● Exercise requirements
Copy out all of the entries below in full, including each request, and add 125 to every x and y coordinate in the answers.

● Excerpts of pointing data
□ □ □ □ □ □ □

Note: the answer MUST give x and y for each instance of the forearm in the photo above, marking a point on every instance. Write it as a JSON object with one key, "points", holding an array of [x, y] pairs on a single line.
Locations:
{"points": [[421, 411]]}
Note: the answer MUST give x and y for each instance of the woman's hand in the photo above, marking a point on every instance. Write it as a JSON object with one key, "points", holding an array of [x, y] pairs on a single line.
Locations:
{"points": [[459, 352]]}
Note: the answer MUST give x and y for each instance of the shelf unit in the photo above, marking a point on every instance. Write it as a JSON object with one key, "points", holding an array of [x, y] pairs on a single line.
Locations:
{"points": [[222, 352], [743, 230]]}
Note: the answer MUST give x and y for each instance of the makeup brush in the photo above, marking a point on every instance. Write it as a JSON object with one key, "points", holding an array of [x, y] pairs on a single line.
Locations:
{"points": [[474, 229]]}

□ □ □ □ □ □ □

● Task answer
Note: the answer MUST give x and y for each instance of the forearm in the photo above, marking a point on every instance. Write it as a JSON object with one key, "points", holding an array of [x, y] pairs on a single line.
Locations:
{"points": [[546, 536]]}
Note: the answer MUST give x and y for each instance of the woman's hand in the photo above, marking a point on every instance. Write it as a JSON object with one key, "points", holding an array of [x, y] pairs on a single line.
Locations:
{"points": [[584, 477]]}
Note: the answer MUST give x and y for each instance of the shelf unit in the photo above, marking a point on every instance. Write it as a JSON object with one key, "points", holding an array of [x, y] pairs on a single line.
Locations:
{"points": [[347, 477], [868, 355]]}
Note: the answer MUST give x and y for each instance of the makeup brush in the photo above, marking a point on every instance. Write it as a JSON object with one key, "points", holding an array of [x, y] pairs on a single line.
Locations:
{"points": [[599, 354]]}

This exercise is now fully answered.